(Beginning of Provided records)

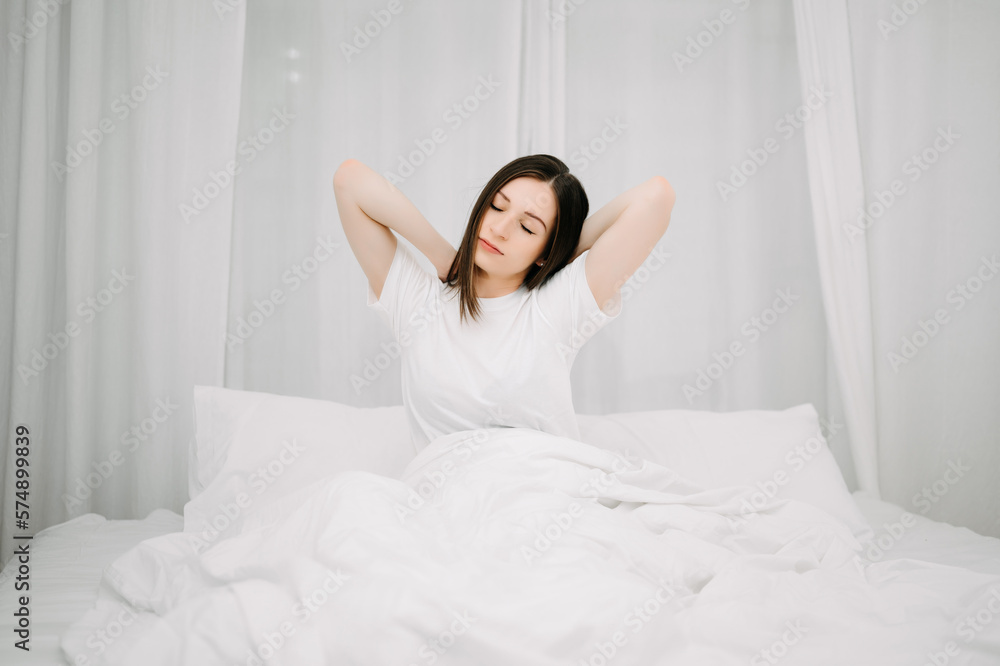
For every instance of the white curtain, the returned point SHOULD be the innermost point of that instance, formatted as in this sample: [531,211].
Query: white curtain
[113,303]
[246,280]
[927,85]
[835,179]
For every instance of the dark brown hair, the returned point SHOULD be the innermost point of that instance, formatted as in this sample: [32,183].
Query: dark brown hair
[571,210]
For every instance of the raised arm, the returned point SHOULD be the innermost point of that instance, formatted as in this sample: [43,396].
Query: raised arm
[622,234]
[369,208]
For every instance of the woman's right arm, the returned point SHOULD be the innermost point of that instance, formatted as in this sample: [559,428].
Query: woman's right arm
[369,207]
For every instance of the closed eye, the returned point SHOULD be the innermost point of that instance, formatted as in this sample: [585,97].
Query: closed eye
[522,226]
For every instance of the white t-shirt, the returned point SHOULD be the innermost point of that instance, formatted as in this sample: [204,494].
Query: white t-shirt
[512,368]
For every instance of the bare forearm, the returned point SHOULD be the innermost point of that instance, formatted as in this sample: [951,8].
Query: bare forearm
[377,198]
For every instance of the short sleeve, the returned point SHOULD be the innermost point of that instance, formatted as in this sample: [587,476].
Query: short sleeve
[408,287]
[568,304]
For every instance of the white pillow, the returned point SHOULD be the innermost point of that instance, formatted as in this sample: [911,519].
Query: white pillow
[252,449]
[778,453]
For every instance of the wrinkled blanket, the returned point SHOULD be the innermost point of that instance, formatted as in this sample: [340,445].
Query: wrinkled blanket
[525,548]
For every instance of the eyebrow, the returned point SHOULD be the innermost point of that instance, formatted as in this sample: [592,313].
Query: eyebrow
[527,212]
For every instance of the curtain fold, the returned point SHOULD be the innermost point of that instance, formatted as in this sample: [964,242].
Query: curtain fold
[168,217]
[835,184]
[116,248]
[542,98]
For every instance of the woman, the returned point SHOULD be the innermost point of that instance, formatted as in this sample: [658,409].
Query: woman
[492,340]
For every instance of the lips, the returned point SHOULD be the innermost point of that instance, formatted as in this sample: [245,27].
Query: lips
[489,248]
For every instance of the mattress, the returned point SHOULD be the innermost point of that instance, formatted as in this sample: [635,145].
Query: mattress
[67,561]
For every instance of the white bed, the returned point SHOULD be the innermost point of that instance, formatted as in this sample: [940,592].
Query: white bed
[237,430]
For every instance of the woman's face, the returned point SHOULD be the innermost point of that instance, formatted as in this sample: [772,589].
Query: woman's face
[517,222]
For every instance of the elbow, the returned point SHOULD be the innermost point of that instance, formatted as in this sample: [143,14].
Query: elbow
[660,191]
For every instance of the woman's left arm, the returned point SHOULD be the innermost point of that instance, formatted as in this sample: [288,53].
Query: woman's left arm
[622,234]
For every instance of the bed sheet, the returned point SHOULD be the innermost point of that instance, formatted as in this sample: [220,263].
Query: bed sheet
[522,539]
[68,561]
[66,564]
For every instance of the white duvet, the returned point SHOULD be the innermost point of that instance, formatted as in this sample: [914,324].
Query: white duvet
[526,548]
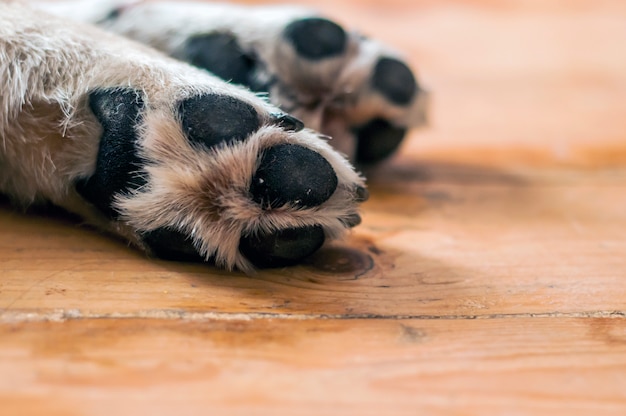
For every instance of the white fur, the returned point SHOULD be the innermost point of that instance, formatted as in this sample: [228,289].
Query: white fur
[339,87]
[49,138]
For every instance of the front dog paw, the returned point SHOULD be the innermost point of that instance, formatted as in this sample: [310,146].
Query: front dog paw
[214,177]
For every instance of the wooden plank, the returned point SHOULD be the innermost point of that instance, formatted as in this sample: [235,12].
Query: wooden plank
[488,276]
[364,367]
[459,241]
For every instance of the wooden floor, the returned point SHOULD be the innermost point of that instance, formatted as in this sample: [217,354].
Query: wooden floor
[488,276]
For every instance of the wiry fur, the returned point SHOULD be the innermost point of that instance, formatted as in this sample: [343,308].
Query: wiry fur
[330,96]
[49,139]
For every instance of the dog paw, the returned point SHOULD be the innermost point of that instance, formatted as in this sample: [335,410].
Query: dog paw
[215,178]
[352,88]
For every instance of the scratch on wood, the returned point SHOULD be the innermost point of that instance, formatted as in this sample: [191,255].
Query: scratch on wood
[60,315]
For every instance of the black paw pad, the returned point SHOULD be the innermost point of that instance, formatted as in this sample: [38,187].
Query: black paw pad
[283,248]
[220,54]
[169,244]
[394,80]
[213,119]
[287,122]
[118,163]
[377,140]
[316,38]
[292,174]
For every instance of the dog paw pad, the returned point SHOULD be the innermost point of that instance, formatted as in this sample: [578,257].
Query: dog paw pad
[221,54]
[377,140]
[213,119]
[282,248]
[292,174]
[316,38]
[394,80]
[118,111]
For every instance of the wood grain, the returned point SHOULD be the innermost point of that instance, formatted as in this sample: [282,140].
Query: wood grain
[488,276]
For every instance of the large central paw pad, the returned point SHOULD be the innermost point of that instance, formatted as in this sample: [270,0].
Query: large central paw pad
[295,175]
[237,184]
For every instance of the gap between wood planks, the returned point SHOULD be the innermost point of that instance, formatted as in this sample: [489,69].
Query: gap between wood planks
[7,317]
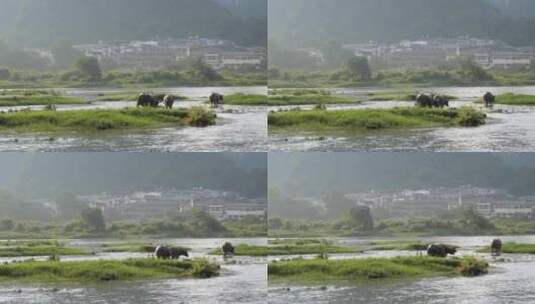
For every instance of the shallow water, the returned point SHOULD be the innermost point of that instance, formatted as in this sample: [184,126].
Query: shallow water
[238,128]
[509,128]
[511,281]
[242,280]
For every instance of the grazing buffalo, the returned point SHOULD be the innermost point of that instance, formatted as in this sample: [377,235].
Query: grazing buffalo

(End of Provided records)

→ Aim of the task:
Line by line, check the material above for the word "grazing", then give the number of lines that hold it and nothing else.

→ Written response:
2